__REQUIREMENTS__: Replace "clearly present" with "plainly visible" in the rows from the line containing "Per the caption, the white church" through the end of the rows. Return only those lines, otherwise unchanged.

__ENTRIES__:
* * *
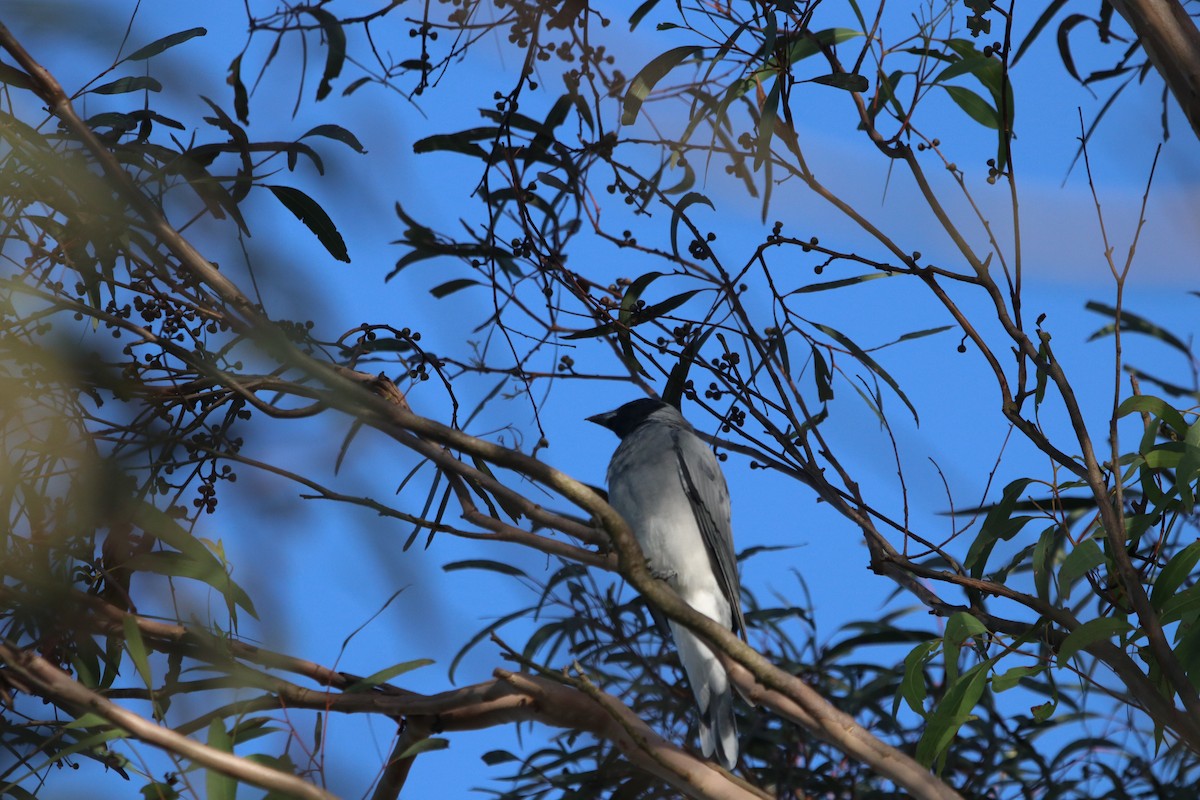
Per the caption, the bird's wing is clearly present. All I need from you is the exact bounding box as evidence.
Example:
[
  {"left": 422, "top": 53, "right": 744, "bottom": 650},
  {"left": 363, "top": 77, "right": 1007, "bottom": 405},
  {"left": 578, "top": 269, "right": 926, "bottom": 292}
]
[{"left": 671, "top": 428, "right": 746, "bottom": 639}]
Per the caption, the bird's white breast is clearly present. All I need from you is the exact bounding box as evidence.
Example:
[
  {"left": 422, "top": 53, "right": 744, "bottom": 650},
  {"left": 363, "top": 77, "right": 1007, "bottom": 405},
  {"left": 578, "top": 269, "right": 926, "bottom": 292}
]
[{"left": 608, "top": 425, "right": 732, "bottom": 626}]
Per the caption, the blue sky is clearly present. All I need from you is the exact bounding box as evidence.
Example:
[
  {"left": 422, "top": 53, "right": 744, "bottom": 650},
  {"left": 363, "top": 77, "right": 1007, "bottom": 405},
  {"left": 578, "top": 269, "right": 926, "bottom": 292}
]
[{"left": 6, "top": 0, "right": 1200, "bottom": 796}]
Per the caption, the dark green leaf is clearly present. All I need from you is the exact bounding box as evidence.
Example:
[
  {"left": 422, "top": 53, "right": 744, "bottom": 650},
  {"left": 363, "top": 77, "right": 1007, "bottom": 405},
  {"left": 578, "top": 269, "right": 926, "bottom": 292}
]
[
  {"left": 430, "top": 278, "right": 480, "bottom": 300},
  {"left": 1013, "top": 0, "right": 1067, "bottom": 66},
  {"left": 808, "top": 72, "right": 870, "bottom": 91},
  {"left": 962, "top": 477, "right": 1032, "bottom": 578},
  {"left": 396, "top": 736, "right": 450, "bottom": 759},
  {"left": 1058, "top": 618, "right": 1132, "bottom": 667},
  {"left": 787, "top": 28, "right": 863, "bottom": 65},
  {"left": 662, "top": 326, "right": 716, "bottom": 408},
  {"left": 892, "top": 639, "right": 942, "bottom": 716},
  {"left": 205, "top": 717, "right": 238, "bottom": 800},
  {"left": 480, "top": 753, "right": 516, "bottom": 766},
  {"left": 266, "top": 186, "right": 350, "bottom": 264},
  {"left": 942, "top": 85, "right": 1000, "bottom": 131},
  {"left": 991, "top": 664, "right": 1046, "bottom": 692},
  {"left": 128, "top": 504, "right": 258, "bottom": 619},
  {"left": 1058, "top": 539, "right": 1104, "bottom": 600},
  {"left": 1162, "top": 583, "right": 1200, "bottom": 625},
  {"left": 121, "top": 614, "right": 154, "bottom": 688},
  {"left": 442, "top": 559, "right": 528, "bottom": 578},
  {"left": 1150, "top": 541, "right": 1200, "bottom": 609},
  {"left": 346, "top": 658, "right": 434, "bottom": 693},
  {"left": 89, "top": 76, "right": 162, "bottom": 95},
  {"left": 300, "top": 125, "right": 366, "bottom": 152},
  {"left": 620, "top": 44, "right": 703, "bottom": 125},
  {"left": 812, "top": 323, "right": 920, "bottom": 423},
  {"left": 790, "top": 272, "right": 892, "bottom": 294},
  {"left": 226, "top": 53, "right": 250, "bottom": 125},
  {"left": 304, "top": 6, "right": 346, "bottom": 100},
  {"left": 667, "top": 192, "right": 716, "bottom": 257},
  {"left": 916, "top": 661, "right": 991, "bottom": 766},
  {"left": 1117, "top": 395, "right": 1188, "bottom": 437},
  {"left": 124, "top": 28, "right": 209, "bottom": 61},
  {"left": 1084, "top": 300, "right": 1192, "bottom": 359}
]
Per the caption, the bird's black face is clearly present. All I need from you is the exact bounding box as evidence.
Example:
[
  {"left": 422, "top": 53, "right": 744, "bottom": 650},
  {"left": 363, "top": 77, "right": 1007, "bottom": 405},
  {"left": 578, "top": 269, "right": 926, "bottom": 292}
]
[{"left": 588, "top": 397, "right": 667, "bottom": 439}]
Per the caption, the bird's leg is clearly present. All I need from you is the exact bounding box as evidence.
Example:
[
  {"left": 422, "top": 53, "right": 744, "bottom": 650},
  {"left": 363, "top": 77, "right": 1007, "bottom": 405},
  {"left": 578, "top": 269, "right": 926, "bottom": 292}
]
[{"left": 647, "top": 564, "right": 679, "bottom": 582}]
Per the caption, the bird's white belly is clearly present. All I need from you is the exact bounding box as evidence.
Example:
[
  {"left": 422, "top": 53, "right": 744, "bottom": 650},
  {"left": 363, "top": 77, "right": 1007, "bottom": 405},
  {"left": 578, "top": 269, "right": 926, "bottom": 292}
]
[{"left": 610, "top": 475, "right": 732, "bottom": 626}]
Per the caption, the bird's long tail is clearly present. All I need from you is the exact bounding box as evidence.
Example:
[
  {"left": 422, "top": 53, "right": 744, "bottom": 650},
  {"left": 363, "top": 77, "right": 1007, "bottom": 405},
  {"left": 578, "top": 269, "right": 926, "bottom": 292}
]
[{"left": 671, "top": 622, "right": 738, "bottom": 770}]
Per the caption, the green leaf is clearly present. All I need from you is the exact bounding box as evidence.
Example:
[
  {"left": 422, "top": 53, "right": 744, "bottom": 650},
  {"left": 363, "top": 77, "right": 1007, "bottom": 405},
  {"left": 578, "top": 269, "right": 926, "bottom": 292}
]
[
  {"left": 942, "top": 612, "right": 988, "bottom": 682},
  {"left": 754, "top": 77, "right": 784, "bottom": 171},
  {"left": 89, "top": 76, "right": 162, "bottom": 95},
  {"left": 1162, "top": 583, "right": 1200, "bottom": 625},
  {"left": 304, "top": 6, "right": 346, "bottom": 100},
  {"left": 346, "top": 658, "right": 436, "bottom": 693},
  {"left": 480, "top": 753, "right": 516, "bottom": 766},
  {"left": 124, "top": 28, "right": 209, "bottom": 61},
  {"left": 787, "top": 28, "right": 863, "bottom": 65},
  {"left": 1117, "top": 395, "right": 1188, "bottom": 438},
  {"left": 805, "top": 72, "right": 870, "bottom": 92},
  {"left": 128, "top": 503, "right": 258, "bottom": 619},
  {"left": 140, "top": 781, "right": 180, "bottom": 800},
  {"left": 991, "top": 664, "right": 1046, "bottom": 692},
  {"left": 300, "top": 125, "right": 366, "bottom": 154},
  {"left": 226, "top": 53, "right": 250, "bottom": 125},
  {"left": 1150, "top": 541, "right": 1200, "bottom": 610},
  {"left": 940, "top": 84, "right": 1000, "bottom": 131},
  {"left": 266, "top": 186, "right": 350, "bottom": 264},
  {"left": 397, "top": 736, "right": 450, "bottom": 758},
  {"left": 205, "top": 717, "right": 238, "bottom": 800},
  {"left": 962, "top": 477, "right": 1033, "bottom": 578},
  {"left": 892, "top": 639, "right": 942, "bottom": 716},
  {"left": 788, "top": 272, "right": 892, "bottom": 295},
  {"left": 1058, "top": 539, "right": 1104, "bottom": 600},
  {"left": 430, "top": 278, "right": 480, "bottom": 300},
  {"left": 812, "top": 323, "right": 920, "bottom": 425},
  {"left": 916, "top": 660, "right": 991, "bottom": 766},
  {"left": 1084, "top": 300, "right": 1192, "bottom": 359},
  {"left": 1033, "top": 523, "right": 1058, "bottom": 600},
  {"left": 1058, "top": 618, "right": 1133, "bottom": 667},
  {"left": 662, "top": 326, "right": 716, "bottom": 408},
  {"left": 121, "top": 614, "right": 154, "bottom": 688},
  {"left": 620, "top": 44, "right": 703, "bottom": 125},
  {"left": 442, "top": 559, "right": 529, "bottom": 578}
]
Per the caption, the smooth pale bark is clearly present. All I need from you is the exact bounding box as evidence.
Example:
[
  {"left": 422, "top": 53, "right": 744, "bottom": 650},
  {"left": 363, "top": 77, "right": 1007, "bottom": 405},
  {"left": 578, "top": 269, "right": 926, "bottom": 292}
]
[{"left": 1110, "top": 0, "right": 1200, "bottom": 138}]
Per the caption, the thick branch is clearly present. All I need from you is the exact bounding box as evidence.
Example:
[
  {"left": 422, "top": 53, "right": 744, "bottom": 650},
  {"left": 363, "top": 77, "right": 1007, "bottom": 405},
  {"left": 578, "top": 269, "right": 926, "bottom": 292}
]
[
  {"left": 0, "top": 643, "right": 335, "bottom": 800},
  {"left": 1110, "top": 0, "right": 1200, "bottom": 137}
]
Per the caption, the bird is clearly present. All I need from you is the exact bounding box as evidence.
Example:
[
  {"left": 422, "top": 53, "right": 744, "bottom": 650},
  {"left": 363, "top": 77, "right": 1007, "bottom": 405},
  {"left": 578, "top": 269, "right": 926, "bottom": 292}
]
[{"left": 587, "top": 397, "right": 746, "bottom": 770}]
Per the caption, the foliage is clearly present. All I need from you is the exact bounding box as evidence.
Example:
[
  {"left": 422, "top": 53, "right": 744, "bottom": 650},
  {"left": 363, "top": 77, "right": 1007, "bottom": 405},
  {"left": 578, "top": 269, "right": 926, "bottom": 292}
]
[{"left": 0, "top": 0, "right": 1200, "bottom": 798}]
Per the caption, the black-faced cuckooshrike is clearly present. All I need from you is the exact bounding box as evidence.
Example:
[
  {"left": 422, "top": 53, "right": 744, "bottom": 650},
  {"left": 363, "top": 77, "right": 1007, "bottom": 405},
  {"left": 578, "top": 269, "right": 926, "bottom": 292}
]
[{"left": 588, "top": 398, "right": 745, "bottom": 769}]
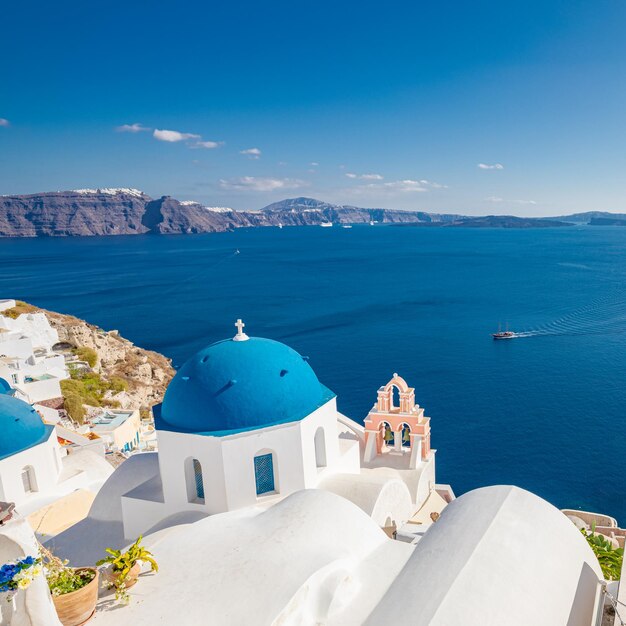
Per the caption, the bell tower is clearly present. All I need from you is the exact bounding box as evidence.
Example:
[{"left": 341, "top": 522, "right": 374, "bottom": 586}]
[{"left": 363, "top": 374, "right": 430, "bottom": 469}]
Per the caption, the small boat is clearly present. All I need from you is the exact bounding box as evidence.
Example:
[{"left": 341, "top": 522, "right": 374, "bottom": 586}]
[
  {"left": 491, "top": 324, "right": 517, "bottom": 339},
  {"left": 491, "top": 330, "right": 517, "bottom": 339}
]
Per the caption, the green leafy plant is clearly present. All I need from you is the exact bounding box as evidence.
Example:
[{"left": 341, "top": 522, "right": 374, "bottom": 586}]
[
  {"left": 73, "top": 346, "right": 98, "bottom": 367},
  {"left": 39, "top": 545, "right": 96, "bottom": 596},
  {"left": 96, "top": 535, "right": 159, "bottom": 602},
  {"left": 581, "top": 524, "right": 624, "bottom": 580}
]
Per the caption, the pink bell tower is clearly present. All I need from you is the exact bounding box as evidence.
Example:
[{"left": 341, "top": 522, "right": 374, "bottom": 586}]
[{"left": 363, "top": 374, "right": 430, "bottom": 469}]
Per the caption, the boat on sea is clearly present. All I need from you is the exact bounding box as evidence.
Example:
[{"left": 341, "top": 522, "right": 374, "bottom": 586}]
[{"left": 491, "top": 324, "right": 517, "bottom": 339}]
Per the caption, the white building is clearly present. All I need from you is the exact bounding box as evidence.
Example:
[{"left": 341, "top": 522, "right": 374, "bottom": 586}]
[
  {"left": 0, "top": 393, "right": 112, "bottom": 514},
  {"left": 0, "top": 313, "right": 69, "bottom": 403},
  {"left": 13, "top": 324, "right": 604, "bottom": 626}
]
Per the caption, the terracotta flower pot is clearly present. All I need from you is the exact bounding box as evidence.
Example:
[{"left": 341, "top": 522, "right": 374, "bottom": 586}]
[{"left": 52, "top": 567, "right": 98, "bottom": 626}]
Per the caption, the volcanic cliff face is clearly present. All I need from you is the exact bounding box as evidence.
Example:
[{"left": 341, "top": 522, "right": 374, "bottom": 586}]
[
  {"left": 0, "top": 189, "right": 566, "bottom": 237},
  {"left": 0, "top": 189, "right": 149, "bottom": 237}
]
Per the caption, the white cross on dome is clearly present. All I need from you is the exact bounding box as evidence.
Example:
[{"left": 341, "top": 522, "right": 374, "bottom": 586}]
[{"left": 233, "top": 319, "right": 250, "bottom": 341}]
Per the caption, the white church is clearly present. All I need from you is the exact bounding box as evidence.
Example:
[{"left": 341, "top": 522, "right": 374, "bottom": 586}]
[{"left": 0, "top": 320, "right": 618, "bottom": 626}]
* * *
__WRITTEN ANSWER__:
Per the caption, the white church is plainly visible. All I need from you is the exact bounding box as evidence.
Example:
[{"left": 341, "top": 522, "right": 374, "bottom": 586}]
[{"left": 0, "top": 320, "right": 618, "bottom": 626}]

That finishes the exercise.